**Page excerpt:**

· · · ·

# Map symbols?



## Matrix (Apr 11, 2016)

My daughter asked what the 3 circles, Red Amber & Blue mean on the sat nav. For the life of me I can't seem to find any of them in the written manual. Anyone know?


----------



## noname (Aug 20, 2015)

I'm sorry but I think I've never seen them!! Where are placed?
Are they the POI standard on the map that you can select/deselect in the map settings-map content?


----------



## R_TTS (Mar 16, 2016)

I think they're pubs.


----------



## noname (Aug 20, 2015)

Shouldn't have a beer??!


----------



## Matrix (Apr 11, 2016)

ManuTT said:


> I'm sorry but I think I've never seen them!! Where are placed?
> Are they the POI standard on the map that you can select/deselect in the map settings-map content?


Yes standard POI.



R_TTS said:


> I think they're pubs.


You could be right


----------



## Matrix (Apr 11, 2016)

This is the symbol I mean. It is suggested on the Q5 forum that it means entertainment which would explain why it might be associated with pubs.

· · · ·

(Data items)
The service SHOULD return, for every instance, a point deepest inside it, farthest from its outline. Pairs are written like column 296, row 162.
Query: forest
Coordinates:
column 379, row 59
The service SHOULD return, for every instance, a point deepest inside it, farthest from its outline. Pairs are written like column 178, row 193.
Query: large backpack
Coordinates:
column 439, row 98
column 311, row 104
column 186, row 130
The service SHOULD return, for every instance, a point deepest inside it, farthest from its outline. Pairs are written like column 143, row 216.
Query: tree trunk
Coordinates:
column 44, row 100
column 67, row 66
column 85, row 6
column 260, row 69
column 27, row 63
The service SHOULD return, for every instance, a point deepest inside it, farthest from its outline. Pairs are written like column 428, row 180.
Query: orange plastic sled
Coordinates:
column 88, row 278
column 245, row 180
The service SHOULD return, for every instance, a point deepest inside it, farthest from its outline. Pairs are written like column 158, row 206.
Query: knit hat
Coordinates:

· · · ·

Using the map symbols thread, decide whether each statement agrees with it, answering yes or no and quoting the deciding words. 1. The person asking could not find the circles in the written manual. 2. R_TTS guessed that the circles mark petrol stations. 3. According to a suggestion on the Q5 forum, the symbol means entertainment.

**In response:**
1. Yes: "For the life of me I can't seem to find any of them in the written manual."
2. No: "I think they're pubs."
3. Yes: "It is suggested on the Q5 forum that it means entertainment"